TASK 1: In the remembrance of Lon Rubin, condense the paragraph beginning "He wrote four books" into a short bulleted list that keeps its main facts.
TASK 2:
Answer these questions from the remembrance of Lon Rubin:
(a) In what year did he graduate from the University of Pennsylvania Veterinary School?
(b) How many years did he teach before retiring from the University of Pennsylvania?
(c) For how many years was he a husband to Barbara?
TASK 3: From the remembrance of Lon Rubin, reproduce the passage word for word, beginning at the words "He wrote four" and stopping after the words "John and David.".

SUPPLIED PASSAGE:
Remembering Lon Rubin
by Dr. Seth Koch
(photo of Dr. Rubin)
I lost a dear colleague, mentor and most importantly – friend – February 11th 2018.
Lon was a Philadelphian – born, raised, and attended school in Philadelphia. He graduated from the University of Pennsylvania Veterinary School in 1958, and joined the United States Public Health Service, where he first became interested in ophthalmology. He studied at Wills Eye Hospital, the University of Pennsylvania graduate medical school and National Institutes of Health (NIH). He was the second individual in the history of the graduate school of medicine to study with M.D. ophthalmologists (the first was Bill Magrane). Lon joined the faculty at the University of Pennsylvania as an instructor in ophthalmology after finishing his time in the public health service. Very quickly, he became the recipient of grants from NIH allowing him to do both basic and clinical research and to teach to the veterinary students basic ophthalmology. He trained residents, among which were, Dr. Kirk Gelatt, Dr.Gustavo Aquirre, Dr.Steven Bistner, Dr. Steven Gross, and me;n and influenced others to choose ophthalmology as their chosen field of endeavor.
He wrote four books, dozens of articles all published in peer reviewed journals, lectured extensively and was one of the first ophthalmologists to enter the field of laboratory animal toxicology, consulting for a number of major drug companies. He retired from the University of Pennsylvania as a full professor after 31 years of teaching. He was a founding father of the American College of Veterinary Ophthalmology and served as its president in 1976.
An avid tennis player, fisherman, bridge player par extraordinaire, world traveler and consummate joke teller, he was a loving husband to Barbara for 62 years and to his children, Carol, John and David.
One thing that I joked about for many years is how much he did not like surgery and that if he never had to put on a pair of gloves he would be so happy. Having said that, apart from his surgical skills, he was the most extraordinary man in the field and the most beloved.

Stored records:
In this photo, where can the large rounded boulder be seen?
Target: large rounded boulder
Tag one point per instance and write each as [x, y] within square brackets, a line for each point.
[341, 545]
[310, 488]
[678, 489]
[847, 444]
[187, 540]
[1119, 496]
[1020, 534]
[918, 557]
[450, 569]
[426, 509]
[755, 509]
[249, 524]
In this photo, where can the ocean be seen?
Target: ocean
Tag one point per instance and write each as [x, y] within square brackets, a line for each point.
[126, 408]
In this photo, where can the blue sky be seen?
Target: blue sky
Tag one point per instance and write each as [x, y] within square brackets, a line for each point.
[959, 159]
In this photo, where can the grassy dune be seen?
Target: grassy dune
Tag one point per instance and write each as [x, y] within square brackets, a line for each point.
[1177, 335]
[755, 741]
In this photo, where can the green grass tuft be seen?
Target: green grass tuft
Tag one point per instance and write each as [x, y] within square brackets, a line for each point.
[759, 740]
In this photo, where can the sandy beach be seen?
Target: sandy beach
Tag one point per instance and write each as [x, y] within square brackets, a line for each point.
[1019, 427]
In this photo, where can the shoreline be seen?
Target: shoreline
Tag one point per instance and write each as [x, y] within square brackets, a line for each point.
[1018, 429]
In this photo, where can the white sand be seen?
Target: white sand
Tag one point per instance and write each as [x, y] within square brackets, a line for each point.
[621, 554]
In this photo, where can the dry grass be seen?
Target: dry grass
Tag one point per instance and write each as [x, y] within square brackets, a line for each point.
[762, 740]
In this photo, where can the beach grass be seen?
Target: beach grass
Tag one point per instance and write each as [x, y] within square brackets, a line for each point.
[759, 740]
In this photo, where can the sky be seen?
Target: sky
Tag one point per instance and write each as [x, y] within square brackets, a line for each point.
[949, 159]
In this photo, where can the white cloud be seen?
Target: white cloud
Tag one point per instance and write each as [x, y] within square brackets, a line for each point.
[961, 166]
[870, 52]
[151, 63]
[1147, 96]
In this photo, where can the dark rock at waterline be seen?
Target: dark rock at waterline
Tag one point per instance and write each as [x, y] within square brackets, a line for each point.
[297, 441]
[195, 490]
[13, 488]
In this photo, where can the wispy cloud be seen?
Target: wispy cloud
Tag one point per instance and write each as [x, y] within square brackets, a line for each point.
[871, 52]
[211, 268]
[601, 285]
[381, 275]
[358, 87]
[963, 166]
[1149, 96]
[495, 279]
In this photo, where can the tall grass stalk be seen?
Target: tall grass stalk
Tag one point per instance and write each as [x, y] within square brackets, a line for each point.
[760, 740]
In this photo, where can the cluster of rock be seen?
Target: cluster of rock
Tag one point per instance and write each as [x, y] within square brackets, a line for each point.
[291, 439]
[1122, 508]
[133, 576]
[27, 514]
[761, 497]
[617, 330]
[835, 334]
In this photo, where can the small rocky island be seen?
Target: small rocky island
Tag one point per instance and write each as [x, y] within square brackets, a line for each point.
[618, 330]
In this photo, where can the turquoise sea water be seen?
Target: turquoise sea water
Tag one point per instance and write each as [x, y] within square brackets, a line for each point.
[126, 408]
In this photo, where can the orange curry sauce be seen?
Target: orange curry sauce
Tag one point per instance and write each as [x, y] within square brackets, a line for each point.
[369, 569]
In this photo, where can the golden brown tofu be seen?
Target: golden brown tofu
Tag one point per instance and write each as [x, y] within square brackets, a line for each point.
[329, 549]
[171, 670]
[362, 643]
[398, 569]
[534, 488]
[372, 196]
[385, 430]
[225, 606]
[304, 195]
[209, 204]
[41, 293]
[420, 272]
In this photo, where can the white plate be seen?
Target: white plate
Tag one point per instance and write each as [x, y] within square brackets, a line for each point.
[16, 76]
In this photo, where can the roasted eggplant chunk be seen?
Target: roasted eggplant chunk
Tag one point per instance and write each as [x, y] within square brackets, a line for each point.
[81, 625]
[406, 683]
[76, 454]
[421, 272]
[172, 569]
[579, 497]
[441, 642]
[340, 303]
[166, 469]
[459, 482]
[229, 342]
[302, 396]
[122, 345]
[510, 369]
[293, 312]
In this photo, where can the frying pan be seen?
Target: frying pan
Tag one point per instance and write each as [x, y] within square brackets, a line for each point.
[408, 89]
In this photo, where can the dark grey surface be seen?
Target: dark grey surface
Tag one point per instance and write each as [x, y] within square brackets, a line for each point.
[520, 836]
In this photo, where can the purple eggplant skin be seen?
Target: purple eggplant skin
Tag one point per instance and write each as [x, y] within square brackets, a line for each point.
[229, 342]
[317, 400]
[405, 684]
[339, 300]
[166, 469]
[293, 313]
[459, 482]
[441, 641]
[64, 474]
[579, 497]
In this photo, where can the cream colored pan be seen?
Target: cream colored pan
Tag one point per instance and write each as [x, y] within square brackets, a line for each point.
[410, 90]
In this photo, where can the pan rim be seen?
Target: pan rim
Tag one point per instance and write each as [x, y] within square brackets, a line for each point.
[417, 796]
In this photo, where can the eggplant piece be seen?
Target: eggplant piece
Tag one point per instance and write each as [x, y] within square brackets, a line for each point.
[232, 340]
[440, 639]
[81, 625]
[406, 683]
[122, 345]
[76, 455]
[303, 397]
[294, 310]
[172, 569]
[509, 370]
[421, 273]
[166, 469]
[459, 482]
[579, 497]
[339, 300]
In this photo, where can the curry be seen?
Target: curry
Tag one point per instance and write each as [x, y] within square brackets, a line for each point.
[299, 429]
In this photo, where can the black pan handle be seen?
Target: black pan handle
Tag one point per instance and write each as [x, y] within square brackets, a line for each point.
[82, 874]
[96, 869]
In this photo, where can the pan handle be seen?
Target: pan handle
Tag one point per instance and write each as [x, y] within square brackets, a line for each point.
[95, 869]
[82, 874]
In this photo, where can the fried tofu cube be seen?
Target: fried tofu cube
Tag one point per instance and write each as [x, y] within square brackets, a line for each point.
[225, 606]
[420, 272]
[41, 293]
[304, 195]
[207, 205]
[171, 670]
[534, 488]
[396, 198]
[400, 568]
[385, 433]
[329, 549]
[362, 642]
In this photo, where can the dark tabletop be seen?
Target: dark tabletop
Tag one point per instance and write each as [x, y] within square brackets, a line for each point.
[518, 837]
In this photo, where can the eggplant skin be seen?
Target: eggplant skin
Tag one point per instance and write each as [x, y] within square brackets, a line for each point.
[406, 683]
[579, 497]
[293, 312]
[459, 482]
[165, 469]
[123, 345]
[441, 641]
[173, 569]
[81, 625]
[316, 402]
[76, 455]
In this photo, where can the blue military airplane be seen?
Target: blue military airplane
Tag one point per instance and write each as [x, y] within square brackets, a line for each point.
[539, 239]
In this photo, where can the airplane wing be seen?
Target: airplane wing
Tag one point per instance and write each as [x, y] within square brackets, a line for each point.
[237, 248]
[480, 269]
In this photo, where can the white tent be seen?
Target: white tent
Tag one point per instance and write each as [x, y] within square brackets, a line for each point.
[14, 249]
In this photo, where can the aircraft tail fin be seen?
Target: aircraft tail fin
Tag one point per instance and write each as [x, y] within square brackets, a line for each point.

OUTPUT 1:
- Wrote four books and dozens of peer-reviewed articles, and lectured extensively
- Was one of the first ophthalmologists in laboratory animal toxicology and consulted for several major drug companies
- Retired from the University of Pennsylvania as a full professor after 31 years of teaching
- Was a founding father of the American College of Veterinary Ophthalmology and served as its president in 1976

OUTPUT 2:
(a) 1958
(b) 31 years
(c) 62 years

OUTPUT 3:
He wrote four books, dozens of articles all published in peer reviewed journals, lectured extensively and was one of the first ophthalmologists to enter the field of laboratory animal toxicology, consulting for a number of major drug companies. He retired from the University of Pennsylvania as a full professor after 31 years of teaching. He was a founding father of the American College of Veterinary Ophthalmology and served as its president in 1976.
An avid tennis player, fisherman, bridge player par extraordinaire, world traveler and consummate joke teller, he was a loving husband to Barbara for 62 years and to his children, Carol, John and David.